§ **Document passage**:
[start]
X-ray image optimization efforts at the Erlangen Centre for Astroparticle physics.

In a nutshell, X-ray spectroscopy allows us to measure the amount of gas per line of sight that is absorbing our view onto the X-ray source. For comparison, the absorbing atoms on our line of sight through both our own galaxy and the much denser material around the central black hole of the distant galaxy corresponds approximately to the number of atoms per line of sight through our hand!

We find via multiple measurements that absorption variability can be caused by dynamic gas and dust close to and influenced by the gravity of the black hole. This is similar to clouds passing over the sun, as illustrated below.

“AGN weather” – dense clouds of gas and dust transiting the central X-ray source of an Active Galactic Nucleus (AGN). Credit: Markowitz et al.

Radio Interferometry: imaging jets

Although we can not resolve out the central engine, we can well image outflows of matter in Active Galaxies (their “feedback”) that are rooted in the engine’s environment: the most powerful outflows are “jets” that remain magnetically collimated at distances that are about one million times larger than the size scale of the engine or nucleus. These jets are strong emitters of radio synchrotron emission and can be mapped out with networks of radio telescopes. Me and my collaborators focused on the jet emerging from the galaxy 3C 111 as illustrated below. The resolving power of the Very Long Baseline Array on the Northern Hemisphere allowed us to infer important insights in jet physics. Most importantly, we could map out the long-term evolution of the electric field vectors of the polarized jet emission. We also found evidence for a re-collimation of the flow at ~10^5 gravitational radii.
[end]
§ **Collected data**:
[start]
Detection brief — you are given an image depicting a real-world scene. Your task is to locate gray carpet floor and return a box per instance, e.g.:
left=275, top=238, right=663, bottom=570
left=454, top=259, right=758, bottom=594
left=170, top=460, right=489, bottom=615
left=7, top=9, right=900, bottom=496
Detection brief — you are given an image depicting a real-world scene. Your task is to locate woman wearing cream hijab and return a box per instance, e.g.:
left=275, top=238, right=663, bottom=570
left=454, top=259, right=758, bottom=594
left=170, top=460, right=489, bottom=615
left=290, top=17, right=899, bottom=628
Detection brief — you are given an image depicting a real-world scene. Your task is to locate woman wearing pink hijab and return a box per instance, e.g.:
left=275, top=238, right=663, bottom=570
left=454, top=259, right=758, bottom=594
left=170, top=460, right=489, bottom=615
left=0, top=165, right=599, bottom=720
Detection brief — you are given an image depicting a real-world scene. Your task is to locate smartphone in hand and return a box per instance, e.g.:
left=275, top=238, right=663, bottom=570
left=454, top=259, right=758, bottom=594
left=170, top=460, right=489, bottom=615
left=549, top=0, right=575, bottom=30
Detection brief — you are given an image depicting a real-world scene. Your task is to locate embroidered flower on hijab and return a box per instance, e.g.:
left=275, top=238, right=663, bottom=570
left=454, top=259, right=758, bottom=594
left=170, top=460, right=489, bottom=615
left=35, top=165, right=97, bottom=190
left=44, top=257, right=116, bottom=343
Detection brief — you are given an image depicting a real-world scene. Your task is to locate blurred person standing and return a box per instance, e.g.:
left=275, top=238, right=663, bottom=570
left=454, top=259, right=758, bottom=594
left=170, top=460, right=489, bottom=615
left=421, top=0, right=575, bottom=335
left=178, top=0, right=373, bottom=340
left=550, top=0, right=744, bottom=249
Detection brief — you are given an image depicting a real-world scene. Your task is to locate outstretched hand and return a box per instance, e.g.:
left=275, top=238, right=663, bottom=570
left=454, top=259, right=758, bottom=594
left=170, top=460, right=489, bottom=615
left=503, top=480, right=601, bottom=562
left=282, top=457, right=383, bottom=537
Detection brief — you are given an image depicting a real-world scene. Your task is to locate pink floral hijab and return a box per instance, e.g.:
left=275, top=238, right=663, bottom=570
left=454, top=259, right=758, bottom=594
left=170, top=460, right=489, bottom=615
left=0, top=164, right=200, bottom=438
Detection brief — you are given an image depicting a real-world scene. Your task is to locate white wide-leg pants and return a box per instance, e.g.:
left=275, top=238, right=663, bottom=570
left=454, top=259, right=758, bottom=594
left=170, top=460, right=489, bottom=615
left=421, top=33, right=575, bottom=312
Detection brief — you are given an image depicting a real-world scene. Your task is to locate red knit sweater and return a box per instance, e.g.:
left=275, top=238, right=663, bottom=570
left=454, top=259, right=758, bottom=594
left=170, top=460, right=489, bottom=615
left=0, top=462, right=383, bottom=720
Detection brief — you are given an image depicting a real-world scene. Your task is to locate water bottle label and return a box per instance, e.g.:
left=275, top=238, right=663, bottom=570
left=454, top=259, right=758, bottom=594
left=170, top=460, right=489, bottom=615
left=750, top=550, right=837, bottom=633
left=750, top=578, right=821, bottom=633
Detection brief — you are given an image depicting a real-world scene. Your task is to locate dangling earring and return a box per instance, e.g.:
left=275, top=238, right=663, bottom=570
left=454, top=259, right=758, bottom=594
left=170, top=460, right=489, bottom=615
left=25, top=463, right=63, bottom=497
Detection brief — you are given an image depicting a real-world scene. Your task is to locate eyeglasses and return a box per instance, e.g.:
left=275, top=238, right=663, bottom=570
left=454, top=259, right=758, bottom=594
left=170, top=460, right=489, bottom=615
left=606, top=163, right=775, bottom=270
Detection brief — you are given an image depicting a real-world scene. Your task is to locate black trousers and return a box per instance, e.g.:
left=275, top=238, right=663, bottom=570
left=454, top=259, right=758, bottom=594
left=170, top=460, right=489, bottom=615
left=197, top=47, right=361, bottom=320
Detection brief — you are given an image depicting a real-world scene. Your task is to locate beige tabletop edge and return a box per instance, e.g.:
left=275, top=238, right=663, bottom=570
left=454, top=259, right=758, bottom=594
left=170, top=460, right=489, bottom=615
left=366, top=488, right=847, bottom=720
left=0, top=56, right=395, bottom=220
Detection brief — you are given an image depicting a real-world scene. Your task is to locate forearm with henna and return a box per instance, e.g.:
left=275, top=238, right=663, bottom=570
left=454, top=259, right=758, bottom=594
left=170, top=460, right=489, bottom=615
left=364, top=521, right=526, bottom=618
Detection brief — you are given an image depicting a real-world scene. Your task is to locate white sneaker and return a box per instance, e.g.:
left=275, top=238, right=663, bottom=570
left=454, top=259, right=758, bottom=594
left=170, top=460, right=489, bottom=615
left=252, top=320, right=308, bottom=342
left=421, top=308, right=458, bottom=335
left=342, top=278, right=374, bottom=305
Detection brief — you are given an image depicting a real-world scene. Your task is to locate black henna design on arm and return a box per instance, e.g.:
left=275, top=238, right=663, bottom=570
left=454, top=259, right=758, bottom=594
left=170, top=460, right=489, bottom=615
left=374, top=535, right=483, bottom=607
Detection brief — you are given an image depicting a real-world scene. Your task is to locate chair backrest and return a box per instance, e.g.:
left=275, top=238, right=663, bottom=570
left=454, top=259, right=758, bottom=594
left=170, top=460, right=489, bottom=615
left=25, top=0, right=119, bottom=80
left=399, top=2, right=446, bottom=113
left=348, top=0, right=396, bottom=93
[end]
§ **What is needed**:
In the passage on active galaxies, which galaxy's jet did the researchers focus on? These rows have no connection to the passage on active galaxies.

§ **Solved exercise**:
The galaxy 3C 111.